Only a number is expected: the count of lines in the listing where "image" occurs.

(Records to process)

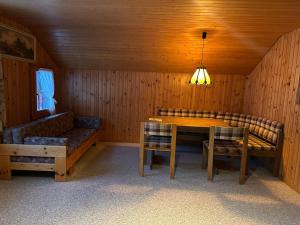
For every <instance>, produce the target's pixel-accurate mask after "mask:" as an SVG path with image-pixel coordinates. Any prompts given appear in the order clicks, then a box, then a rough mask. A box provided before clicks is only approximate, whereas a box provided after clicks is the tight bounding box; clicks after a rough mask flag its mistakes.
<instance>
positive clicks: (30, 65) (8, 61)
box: [0, 17, 59, 127]
mask: <svg viewBox="0 0 300 225" xmlns="http://www.w3.org/2000/svg"><path fill="white" fill-rule="evenodd" d="M0 23H2V24H6V25H8V26H11V27H14V28H16V29H18V30H21V31H24V32H28V33H31V32H30V30H28V29H27V28H26V27H24V26H22V25H20V24H17V23H16V22H14V21H12V20H10V19H7V18H5V17H0ZM36 54H37V56H36V62H35V63H34V64H33V63H29V62H25V61H20V60H15V59H10V58H2V60H1V61H2V67H3V74H4V89H5V97H6V99H5V101H6V126H7V127H11V126H15V125H18V124H21V123H25V122H28V121H30V120H31V101H32V99H31V88H32V87H31V85H30V81H31V79H30V77H31V74H30V68H31V65H36V66H38V67H50V68H52V69H54V71H55V74H56V75H57V76H58V73H59V71H58V68H57V66H56V65H55V63H54V61H53V60H52V59H51V57H50V56H49V55H48V53H47V52H46V51H45V49H44V48H43V47H42V46H41V44H40V43H39V41H37V46H36Z"/></svg>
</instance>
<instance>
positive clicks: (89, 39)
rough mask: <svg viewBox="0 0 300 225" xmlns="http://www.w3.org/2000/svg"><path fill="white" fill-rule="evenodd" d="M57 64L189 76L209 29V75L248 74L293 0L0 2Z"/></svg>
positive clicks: (70, 65) (68, 1)
mask: <svg viewBox="0 0 300 225" xmlns="http://www.w3.org/2000/svg"><path fill="white" fill-rule="evenodd" d="M0 10H1V13H2V14H4V15H6V16H8V17H10V18H12V19H15V20H16V21H18V22H20V23H22V24H24V25H26V26H28V27H29V28H30V29H31V30H32V31H33V32H34V33H35V34H36V36H37V38H38V39H39V41H40V42H41V43H42V44H43V45H44V47H45V48H46V49H47V50H48V51H49V53H50V54H51V55H52V56H53V58H54V59H55V60H56V61H57V62H58V64H60V65H61V66H63V67H66V68H73V69H75V68H76V69H101V70H125V71H159V72H193V71H194V69H195V67H196V66H197V65H198V64H199V61H200V47H201V33H202V31H207V32H208V37H207V40H206V44H205V51H204V52H205V53H204V63H205V65H206V67H207V68H208V71H209V73H219V74H220V73H229V74H248V73H249V72H250V71H251V70H252V69H253V68H254V67H255V65H256V64H257V63H258V62H259V61H260V60H261V58H262V57H263V56H264V54H265V53H266V52H267V51H268V49H269V48H270V47H271V46H272V45H273V44H274V43H275V42H276V40H277V39H278V38H279V37H280V36H281V35H282V34H284V33H286V32H289V31H291V30H293V29H295V28H298V27H300V1H299V0H293V1H289V0H285V1H284V0H281V1H278V0H263V1H262V0H252V1H249V0H226V1H224V0H164V1H162V0H64V1H57V0H43V1H41V0H31V1H26V0H0Z"/></svg>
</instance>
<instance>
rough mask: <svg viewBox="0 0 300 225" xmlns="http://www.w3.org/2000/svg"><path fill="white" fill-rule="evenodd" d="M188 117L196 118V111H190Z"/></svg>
mask: <svg viewBox="0 0 300 225" xmlns="http://www.w3.org/2000/svg"><path fill="white" fill-rule="evenodd" d="M188 117H196V110H193V109H190V110H189V111H188Z"/></svg>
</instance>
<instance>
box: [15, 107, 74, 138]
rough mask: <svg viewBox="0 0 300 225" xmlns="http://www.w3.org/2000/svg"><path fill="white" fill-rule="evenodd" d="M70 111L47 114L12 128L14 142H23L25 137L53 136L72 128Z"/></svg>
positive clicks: (63, 132)
mask: <svg viewBox="0 0 300 225" xmlns="http://www.w3.org/2000/svg"><path fill="white" fill-rule="evenodd" d="M73 120H74V114H73V113H72V112H67V113H60V114H56V115H52V116H48V117H45V118H42V119H39V120H36V121H33V122H30V123H27V124H23V125H20V126H18V127H16V128H12V138H13V143H14V144H23V143H24V138H25V137H34V136H39V137H47V136H48V137H55V136H58V135H60V134H62V133H65V132H66V131H68V130H71V129H72V128H73V126H74V125H73V123H74V121H73Z"/></svg>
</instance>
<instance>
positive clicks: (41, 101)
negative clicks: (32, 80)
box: [35, 69, 56, 114]
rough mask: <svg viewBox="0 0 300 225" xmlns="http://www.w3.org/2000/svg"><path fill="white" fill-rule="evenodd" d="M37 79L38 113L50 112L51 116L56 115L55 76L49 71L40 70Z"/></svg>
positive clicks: (37, 110)
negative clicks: (54, 96)
mask: <svg viewBox="0 0 300 225" xmlns="http://www.w3.org/2000/svg"><path fill="white" fill-rule="evenodd" d="M35 77H36V107H37V108H36V109H37V111H42V110H48V111H49V112H50V113H51V114H54V113H55V103H56V101H55V99H54V76H53V71H52V70H49V69H38V70H37V71H36V72H35Z"/></svg>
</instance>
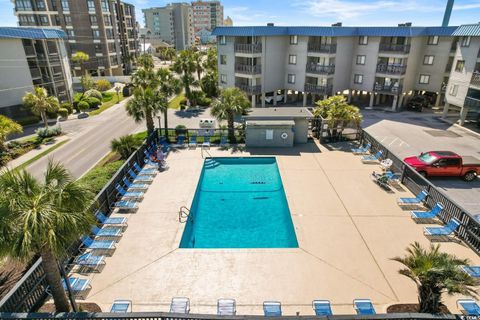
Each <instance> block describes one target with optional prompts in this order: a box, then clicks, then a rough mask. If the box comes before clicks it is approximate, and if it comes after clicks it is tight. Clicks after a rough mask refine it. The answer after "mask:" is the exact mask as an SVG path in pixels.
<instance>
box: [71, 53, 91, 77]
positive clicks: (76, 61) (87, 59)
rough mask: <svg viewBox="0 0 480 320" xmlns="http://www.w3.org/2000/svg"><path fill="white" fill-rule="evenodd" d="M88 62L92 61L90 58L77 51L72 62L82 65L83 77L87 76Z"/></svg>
mask: <svg viewBox="0 0 480 320" xmlns="http://www.w3.org/2000/svg"><path fill="white" fill-rule="evenodd" d="M88 60H90V56H89V55H88V54H86V53H85V52H83V51H77V52H76V53H75V54H73V55H72V61H73V62H75V63H78V64H80V68H81V69H82V74H83V75H87V70H86V69H85V62H87V61H88Z"/></svg>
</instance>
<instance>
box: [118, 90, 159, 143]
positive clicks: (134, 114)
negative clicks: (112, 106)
mask: <svg viewBox="0 0 480 320" xmlns="http://www.w3.org/2000/svg"><path fill="white" fill-rule="evenodd" d="M167 103H168V102H167V98H166V97H165V96H164V95H163V94H162V93H161V92H160V91H158V90H156V89H154V88H152V87H147V88H145V89H144V88H142V87H138V88H136V89H135V90H134V91H133V99H131V100H129V101H128V103H127V113H128V114H129V115H130V116H131V117H132V118H133V119H134V120H135V122H141V121H142V120H145V122H146V124H147V132H148V134H149V135H150V134H151V133H152V132H153V131H154V130H155V125H154V123H153V117H155V116H156V115H157V114H158V112H159V111H161V108H162V106H163V105H165V104H167Z"/></svg>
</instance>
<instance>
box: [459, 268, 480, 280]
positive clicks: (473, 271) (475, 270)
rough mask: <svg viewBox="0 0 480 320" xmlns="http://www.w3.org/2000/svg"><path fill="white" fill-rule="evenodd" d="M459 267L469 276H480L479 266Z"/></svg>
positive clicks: (473, 276) (478, 277)
mask: <svg viewBox="0 0 480 320" xmlns="http://www.w3.org/2000/svg"><path fill="white" fill-rule="evenodd" d="M461 268H462V270H463V271H464V272H465V273H467V274H469V275H470V276H471V277H474V278H480V266H461Z"/></svg>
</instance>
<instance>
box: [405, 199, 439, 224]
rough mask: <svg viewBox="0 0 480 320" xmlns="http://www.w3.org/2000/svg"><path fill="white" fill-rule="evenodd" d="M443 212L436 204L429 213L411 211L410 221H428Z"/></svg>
mask: <svg viewBox="0 0 480 320" xmlns="http://www.w3.org/2000/svg"><path fill="white" fill-rule="evenodd" d="M442 210H443V205H442V204H441V203H440V202H437V203H436V204H435V206H433V208H432V210H430V211H411V212H410V214H411V216H412V219H415V220H419V221H422V220H423V221H429V220H432V219H434V218H436V217H437V216H438V215H439V214H440V212H442Z"/></svg>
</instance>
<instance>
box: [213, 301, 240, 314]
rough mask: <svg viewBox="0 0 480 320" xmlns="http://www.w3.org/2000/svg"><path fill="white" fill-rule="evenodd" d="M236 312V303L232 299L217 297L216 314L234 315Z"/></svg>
mask: <svg viewBox="0 0 480 320" xmlns="http://www.w3.org/2000/svg"><path fill="white" fill-rule="evenodd" d="M236 313H237V304H236V302H235V300H234V299H218V300H217V315H219V316H234V315H235V314H236Z"/></svg>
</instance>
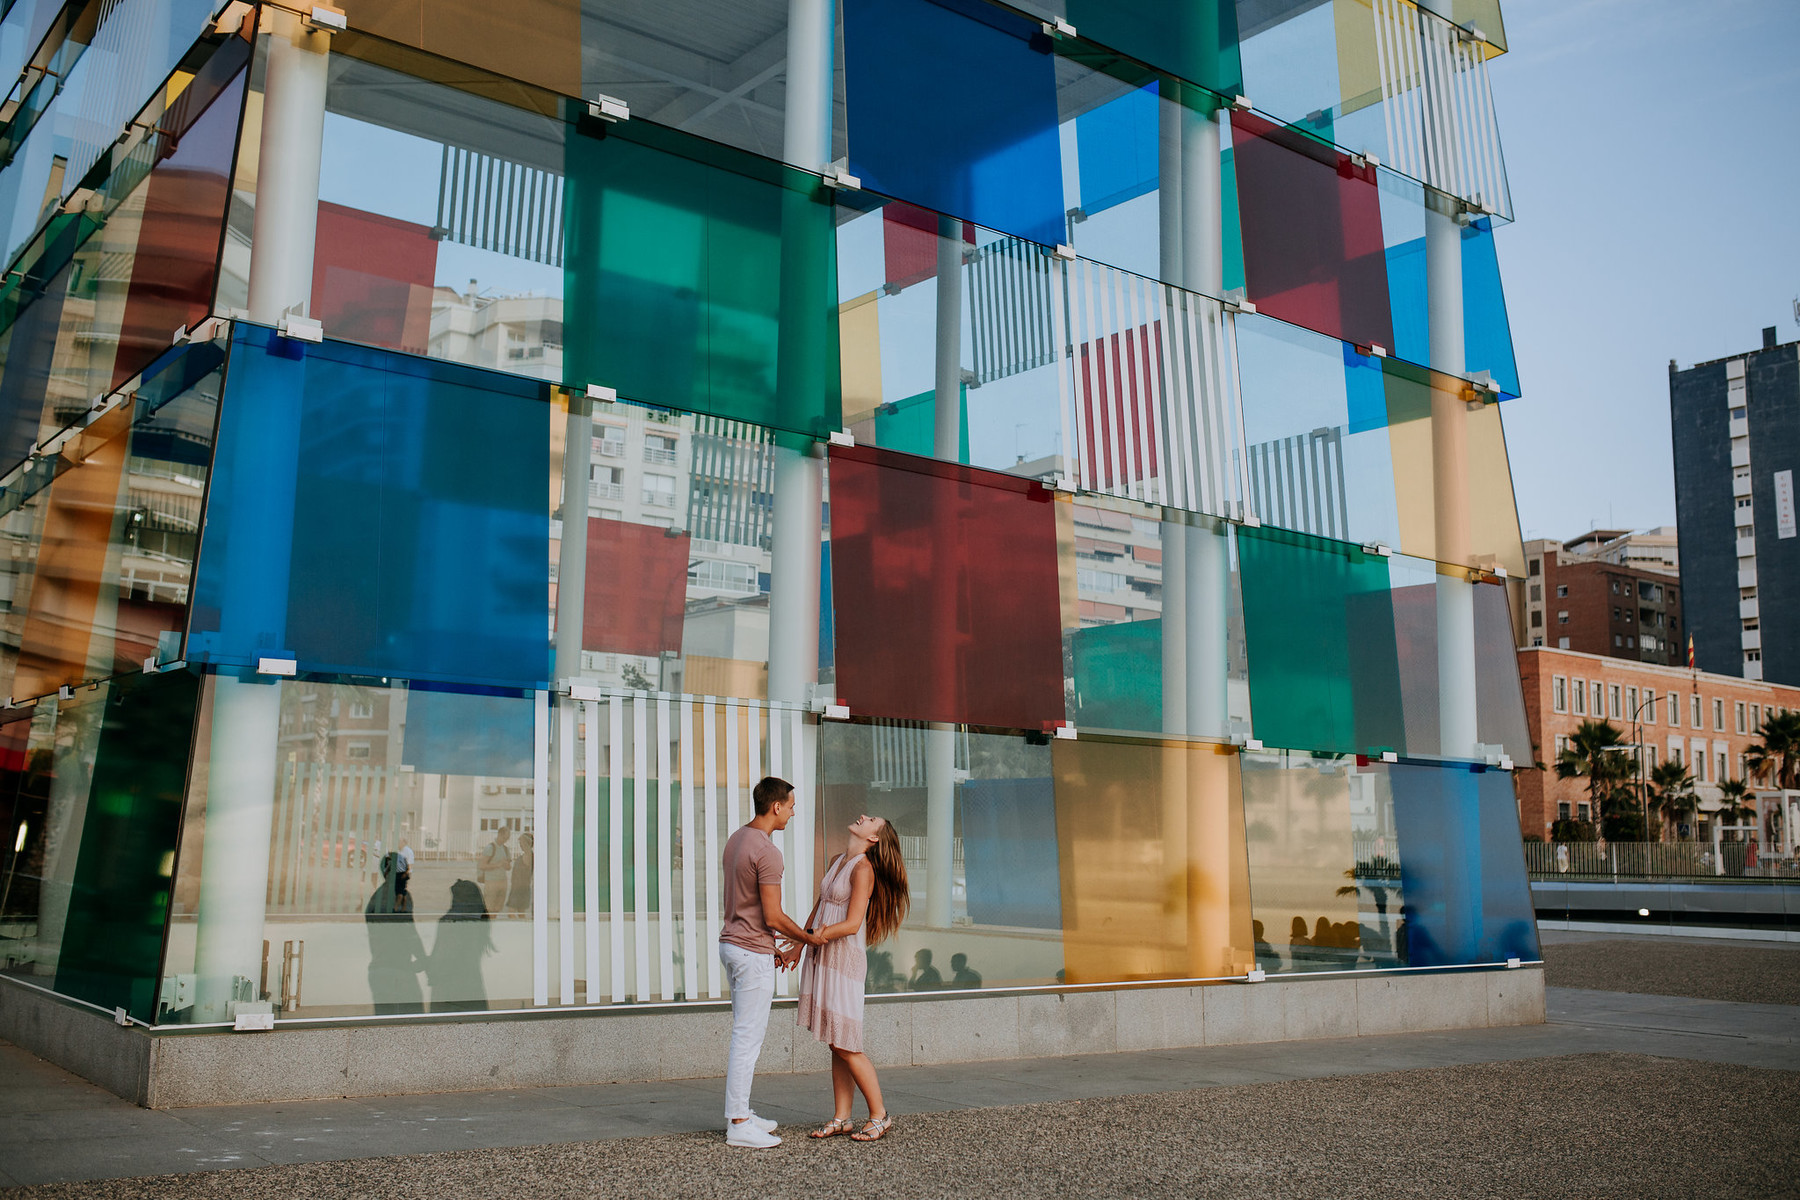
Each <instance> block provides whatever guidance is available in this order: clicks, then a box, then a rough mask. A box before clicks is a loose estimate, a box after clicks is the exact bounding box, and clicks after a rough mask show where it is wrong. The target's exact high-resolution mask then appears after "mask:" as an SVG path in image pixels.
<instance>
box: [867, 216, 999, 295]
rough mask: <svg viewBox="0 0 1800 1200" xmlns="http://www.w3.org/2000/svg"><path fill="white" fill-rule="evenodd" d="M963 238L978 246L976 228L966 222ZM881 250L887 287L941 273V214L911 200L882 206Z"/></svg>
mask: <svg viewBox="0 0 1800 1200" xmlns="http://www.w3.org/2000/svg"><path fill="white" fill-rule="evenodd" d="M963 241H965V243H968V245H970V246H972V245H976V227H974V225H970V223H968V221H963ZM882 252H884V259H886V264H887V286H891V288H893V290H896V291H898V290H900V288H911V286H913V284H916V282H922V281H925V279H934V277H936V275H938V214H936V212H931V210H929V209H920V207H916V205H909V203H891V205H887V207H886V209H882Z"/></svg>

(End Records to process)

# Finished exercise
2